EXTRACTED RECORDS:
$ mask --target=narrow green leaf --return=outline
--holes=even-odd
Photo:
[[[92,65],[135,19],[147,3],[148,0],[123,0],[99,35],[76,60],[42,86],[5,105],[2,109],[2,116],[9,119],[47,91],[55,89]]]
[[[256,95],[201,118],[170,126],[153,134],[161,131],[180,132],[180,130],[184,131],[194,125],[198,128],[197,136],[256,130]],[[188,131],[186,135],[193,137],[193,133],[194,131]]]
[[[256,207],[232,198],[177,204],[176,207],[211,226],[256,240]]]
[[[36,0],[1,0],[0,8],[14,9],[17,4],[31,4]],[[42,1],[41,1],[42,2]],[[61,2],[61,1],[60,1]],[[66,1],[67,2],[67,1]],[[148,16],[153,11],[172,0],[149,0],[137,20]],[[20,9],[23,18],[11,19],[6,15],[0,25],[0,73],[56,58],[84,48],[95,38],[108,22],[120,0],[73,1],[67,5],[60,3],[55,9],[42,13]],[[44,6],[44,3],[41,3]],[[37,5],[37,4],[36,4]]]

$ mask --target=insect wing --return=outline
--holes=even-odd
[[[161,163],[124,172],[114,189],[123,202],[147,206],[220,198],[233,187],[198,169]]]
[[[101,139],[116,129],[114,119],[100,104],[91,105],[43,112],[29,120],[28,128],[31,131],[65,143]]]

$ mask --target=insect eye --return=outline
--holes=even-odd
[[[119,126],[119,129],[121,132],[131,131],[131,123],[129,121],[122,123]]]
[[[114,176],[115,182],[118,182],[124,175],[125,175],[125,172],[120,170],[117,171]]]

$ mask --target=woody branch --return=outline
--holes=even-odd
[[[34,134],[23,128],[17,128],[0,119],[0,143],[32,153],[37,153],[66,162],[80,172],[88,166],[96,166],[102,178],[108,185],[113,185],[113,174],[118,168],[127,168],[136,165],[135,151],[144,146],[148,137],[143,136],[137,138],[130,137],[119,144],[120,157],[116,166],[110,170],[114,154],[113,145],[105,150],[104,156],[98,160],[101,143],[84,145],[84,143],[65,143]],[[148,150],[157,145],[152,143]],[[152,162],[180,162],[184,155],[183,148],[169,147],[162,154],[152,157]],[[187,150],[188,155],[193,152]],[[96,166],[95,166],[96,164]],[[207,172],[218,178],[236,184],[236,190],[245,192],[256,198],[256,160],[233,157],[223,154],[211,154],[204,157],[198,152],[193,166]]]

WHAT THE TASK REQUIRES:
Reproduce the records from the line containing "--target=insect eye --return=outline" through the end of the records, inclusive, with "woody branch" replaced by "tree limb" and everything else left unchanged.

WRITTEN SOLUTION:
$ mask --target=insect eye --return=outline
--holes=even-odd
[[[119,126],[119,129],[121,132],[131,131],[131,123],[129,121],[122,123]]]
[[[114,176],[115,182],[118,182],[124,175],[125,175],[125,172],[120,170],[117,171]]]

$ mask --target=tree limb --return=outline
--holes=even-odd
[[[34,134],[23,128],[17,128],[0,119],[0,143],[32,153],[37,153],[66,162],[80,172],[88,166],[96,166],[102,178],[108,185],[113,185],[113,174],[118,168],[127,168],[136,165],[135,151],[144,146],[148,137],[143,136],[137,138],[130,137],[119,144],[120,157],[116,166],[110,170],[114,154],[113,145],[105,150],[104,156],[98,160],[101,143],[84,145],[84,143],[65,143]],[[148,150],[157,145],[152,143]],[[152,162],[180,162],[184,155],[183,148],[169,147],[162,154],[152,157]],[[187,150],[188,155],[193,152]],[[96,166],[95,166],[96,164]],[[207,172],[218,178],[236,184],[236,190],[245,192],[256,198],[256,160],[233,157],[223,154],[211,154],[204,157],[198,152],[193,166]]]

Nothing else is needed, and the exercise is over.